- **Given entries**
────────────────────────────────────────
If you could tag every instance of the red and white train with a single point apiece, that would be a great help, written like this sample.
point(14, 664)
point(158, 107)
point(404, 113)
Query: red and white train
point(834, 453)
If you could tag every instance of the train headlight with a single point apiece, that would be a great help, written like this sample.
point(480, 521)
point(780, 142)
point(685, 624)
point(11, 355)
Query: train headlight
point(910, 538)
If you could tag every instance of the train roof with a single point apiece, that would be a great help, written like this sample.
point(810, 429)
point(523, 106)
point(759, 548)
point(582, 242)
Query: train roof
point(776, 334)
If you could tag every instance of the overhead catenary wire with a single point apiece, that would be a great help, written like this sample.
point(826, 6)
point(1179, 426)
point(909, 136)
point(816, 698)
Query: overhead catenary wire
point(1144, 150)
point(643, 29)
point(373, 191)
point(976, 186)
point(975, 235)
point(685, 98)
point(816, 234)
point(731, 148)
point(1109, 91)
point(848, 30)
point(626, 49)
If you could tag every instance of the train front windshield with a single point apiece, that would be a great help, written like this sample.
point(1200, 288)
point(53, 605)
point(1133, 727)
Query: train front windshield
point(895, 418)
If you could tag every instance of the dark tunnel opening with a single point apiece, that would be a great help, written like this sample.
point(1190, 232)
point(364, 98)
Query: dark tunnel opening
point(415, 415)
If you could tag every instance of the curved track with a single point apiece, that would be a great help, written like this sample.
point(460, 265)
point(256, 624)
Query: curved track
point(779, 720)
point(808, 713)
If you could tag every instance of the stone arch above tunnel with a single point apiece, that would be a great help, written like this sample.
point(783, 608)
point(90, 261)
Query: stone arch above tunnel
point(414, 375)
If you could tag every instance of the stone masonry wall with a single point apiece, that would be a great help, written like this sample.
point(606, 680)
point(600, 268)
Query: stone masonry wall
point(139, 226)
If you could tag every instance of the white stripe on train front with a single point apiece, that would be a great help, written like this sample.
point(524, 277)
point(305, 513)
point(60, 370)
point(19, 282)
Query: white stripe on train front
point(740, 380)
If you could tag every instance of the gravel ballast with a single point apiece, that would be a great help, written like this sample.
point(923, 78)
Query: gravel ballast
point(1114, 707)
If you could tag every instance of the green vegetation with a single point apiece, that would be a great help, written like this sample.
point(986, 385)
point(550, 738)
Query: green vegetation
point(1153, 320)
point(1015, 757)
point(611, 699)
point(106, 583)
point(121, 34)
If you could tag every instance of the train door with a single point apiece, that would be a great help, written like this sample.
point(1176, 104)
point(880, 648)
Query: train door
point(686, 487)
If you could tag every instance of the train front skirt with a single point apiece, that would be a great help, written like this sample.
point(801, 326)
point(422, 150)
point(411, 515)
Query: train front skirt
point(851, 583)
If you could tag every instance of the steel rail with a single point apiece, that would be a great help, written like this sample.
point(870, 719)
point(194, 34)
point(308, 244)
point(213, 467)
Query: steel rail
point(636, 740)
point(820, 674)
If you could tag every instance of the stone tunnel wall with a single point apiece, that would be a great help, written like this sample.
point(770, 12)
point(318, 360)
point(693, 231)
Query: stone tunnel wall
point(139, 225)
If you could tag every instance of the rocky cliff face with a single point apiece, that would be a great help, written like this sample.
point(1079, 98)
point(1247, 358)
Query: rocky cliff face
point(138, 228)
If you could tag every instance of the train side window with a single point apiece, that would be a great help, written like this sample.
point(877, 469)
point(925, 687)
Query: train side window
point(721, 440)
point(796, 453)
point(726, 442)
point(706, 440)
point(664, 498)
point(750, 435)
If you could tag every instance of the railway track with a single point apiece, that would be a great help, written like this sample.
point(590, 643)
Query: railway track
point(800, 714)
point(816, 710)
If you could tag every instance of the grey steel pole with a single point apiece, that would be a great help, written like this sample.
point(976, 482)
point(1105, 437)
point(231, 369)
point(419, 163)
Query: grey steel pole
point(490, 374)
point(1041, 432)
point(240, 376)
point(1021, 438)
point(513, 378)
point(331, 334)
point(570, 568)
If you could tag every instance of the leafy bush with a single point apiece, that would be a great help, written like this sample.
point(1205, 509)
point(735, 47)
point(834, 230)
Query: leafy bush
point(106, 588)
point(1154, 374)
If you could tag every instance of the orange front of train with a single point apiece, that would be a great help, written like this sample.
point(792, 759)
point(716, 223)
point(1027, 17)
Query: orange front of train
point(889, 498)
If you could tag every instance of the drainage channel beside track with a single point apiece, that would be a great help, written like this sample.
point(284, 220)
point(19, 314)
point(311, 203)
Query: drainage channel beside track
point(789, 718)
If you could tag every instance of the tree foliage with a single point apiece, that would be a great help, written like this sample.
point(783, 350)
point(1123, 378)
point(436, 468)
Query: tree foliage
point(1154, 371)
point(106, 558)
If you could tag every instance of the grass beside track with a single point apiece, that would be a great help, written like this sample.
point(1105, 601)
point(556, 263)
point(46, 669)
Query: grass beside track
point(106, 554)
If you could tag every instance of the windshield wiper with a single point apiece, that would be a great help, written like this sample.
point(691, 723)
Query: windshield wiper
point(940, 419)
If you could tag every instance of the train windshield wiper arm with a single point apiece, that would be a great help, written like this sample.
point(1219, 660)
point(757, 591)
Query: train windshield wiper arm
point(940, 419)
────────────────────────────────────────
- **Directions**
Please give back exactly the lines of this listing beginning at the line with "point(693, 231)" and ending with the line with "point(834, 230)", both included, and nothing else.

- **Response for this exercise**
point(693, 231)
Query: stone tunnel wall
point(139, 225)
If you could tag every instance of the rocky cliff face with a single point apiece, that would be a great help, written like this sample.
point(1079, 98)
point(1247, 358)
Query: rocky cliff face
point(138, 228)
If you could tag every instance of the train side window with a single point apiece, that would be a great help, written like this sample.
point(877, 469)
point(925, 687)
Query: train side window
point(721, 440)
point(796, 453)
point(726, 442)
point(706, 440)
point(664, 498)
point(750, 435)
If you could tag every instance of the railway track with a single point apiece, that would be a great help, written like this sample.
point(590, 643)
Query: railway track
point(800, 714)
point(816, 710)
If you could tag every instance of the grey steel pole with a single point apiece, that would be a great help, written like this sample.
point(976, 482)
point(1105, 437)
point(231, 369)
point(419, 163)
Query: grey steel pole
point(490, 374)
point(1041, 432)
point(240, 376)
point(1021, 438)
point(513, 378)
point(331, 334)
point(570, 568)
If you could tag every instance of the leafy bush with a single point apiece, that would be a great help, written like this sample.
point(1205, 509)
point(735, 47)
point(834, 230)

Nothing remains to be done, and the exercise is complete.